Il faut ménager et respecter (en apparence tout du moins) le pouvoir des anciens cars ils déterminent et décident de tout.
Il faut exploiter le fait que les Indiens veulent aller au ciel et redoutent " ces braises ardentes de l'enfer " A long terme, le plus efficace est l'éducation des enfants.
Aussi, le dimanche, ils rassemblent toute cette jeunesse à la cabane " devant laquelle nous faisons solennellement l'eau bénite " et ils distribuent alors de petits cadeaux pour inciter les enfants à venir s'instruire.
Les plus grands ne sont pas oubliés, " cette méthode conforme à notre Institut, fait que les grandes filles s'instruisent pour aider les petits à être récompensés de quelques prix ", éducation qui permet de changer leur vie " païenne et barbare en une vie civile et chrétienne ".


Les Jésuites sont aussi aidés par les Etats européens car la conversion des Hurons favorise les intérêts des colonisateurs.
" Monsieur de Champlain et Monsieur le Général du Plessis Bochatt, nous obligèrent grandement l'année passée, exhortant les Hurons en plein Conseil, à embrasser la Religion Chrétienne, et leur disant que c'estoit-là l'unique moyen non seulement d'estre un jour véritablement heureux dans le Ciel, mais aussi de lier à l'avenir une très étroite amitié avec les Francois (6) lesquels en ce faisant viendroient volontiers en leur Pays, se marieroient à leurs filles, leurs apprendroient divers arts et métiers, et les assisteroient contre leurs ennemis et que s'ils vouloient amener quelques-uns de leurs enfans l'an prochain, qu'on les instruiroit à Kébec (2) {et} que nos Pères en auroient un grand soin ".
Les Jésuites créèrent une école religieuse pour sortir les enfants de leur milieu et les éduquer plus facilement, et ils envoyèrent à Quèbec " une bande de braves petits Hurons, à fin de donner commencement au séminaire, duquel on peut espérer avec raison de grands fruits pour la conversion de ces peuples ".
Et ils n'oublièrent pas les petites filles, " s'il y avoit à Kébek (2) des Religieuses, je croy qu'on vous pourroit envoyer de petites séminaristes il y a icy quantité de braves petites filles, lesquelles si elles estoient bien élevées ne cederoient en rien à notre jeunesse Francoises ".

Les missionnaires ayant réuni les convertis pour prier Notre Dame des Hurons, à la fin d'une neuvaine, la pluie tomba en abondance, ce qui " étouffa toutes les mauvaises opinions (envers les missionnaires) " L'épouvante de la population face à la guerre est un moyen supplémentaire pour " instruire les Sauvages du secours qu'ils doivent attendre de Dieu ".
Les Jésuites se rendent utiles, distribuent des fers de flèches, reçoivent le secours de quatre soldats français " munis de bonnes arquebuses ". Les jésuites aident les Hurons à construire des forts carrés avec une tourelle à chaque coin, dans lesquels les quatre arquebusiers français pourront défendre tout le village.

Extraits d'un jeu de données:
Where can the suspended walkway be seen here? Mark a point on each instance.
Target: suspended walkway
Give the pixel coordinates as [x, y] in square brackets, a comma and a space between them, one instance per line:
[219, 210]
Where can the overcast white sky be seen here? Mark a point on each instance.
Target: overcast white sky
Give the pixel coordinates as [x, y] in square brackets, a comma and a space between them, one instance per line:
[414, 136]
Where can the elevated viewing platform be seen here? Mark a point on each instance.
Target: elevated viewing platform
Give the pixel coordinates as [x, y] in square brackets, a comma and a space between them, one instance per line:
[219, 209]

• [DÉTAIL DE LA TÂCHE]:
D'après le passage, quelle forme ont les forts que les Jésuites aident les Hurons à construire ? Répondez uniquement à l'aide du passage.

• [CORRIGÉ]:
Ce sont des forts carrés, avec une tourelle à chaque coin.